What the exercise asks: In these lines, change "even-odd" to "nonzero" and leave everything else as it is. Omit the pictures from your answer.

Stored records:
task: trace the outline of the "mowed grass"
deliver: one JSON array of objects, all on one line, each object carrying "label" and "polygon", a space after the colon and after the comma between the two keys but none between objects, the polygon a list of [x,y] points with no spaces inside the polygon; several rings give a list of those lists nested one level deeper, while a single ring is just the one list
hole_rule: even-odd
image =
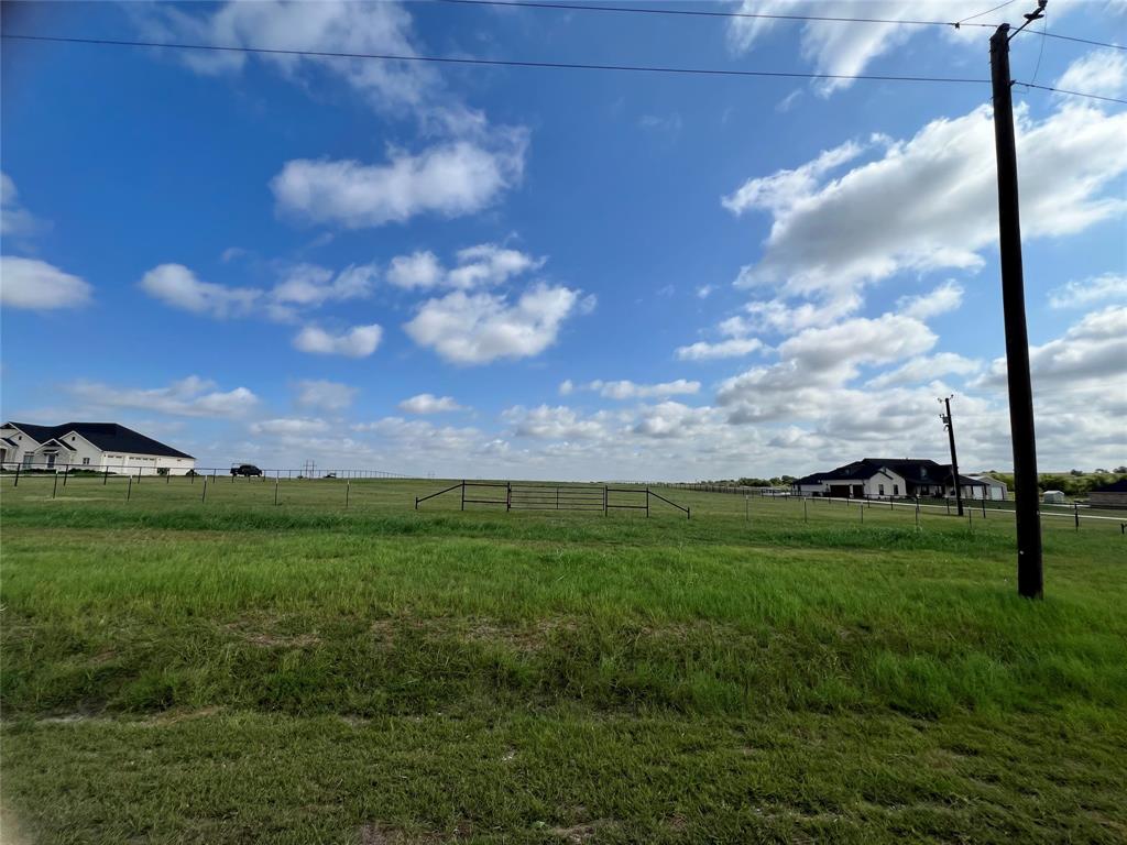
[{"label": "mowed grass", "polygon": [[1127,840],[1116,522],[1027,602],[994,514],[52,483],[0,488],[28,842]]}]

Solution below:
task: trace the outline of the "mowed grass"
deliver: one JSON array of objects, all on one line, each object carrying "label" and "polygon", a space after the colon and after the comma between the two keys but none between objects, the polygon a list of [x,y] points with no spaces inside the polygon; several rings give a list of those lists nested one level deeper, while a single ring is just the one list
hole_rule: nonzero
image =
[{"label": "mowed grass", "polygon": [[1127,840],[1116,522],[1027,602],[994,514],[52,483],[0,488],[28,842]]}]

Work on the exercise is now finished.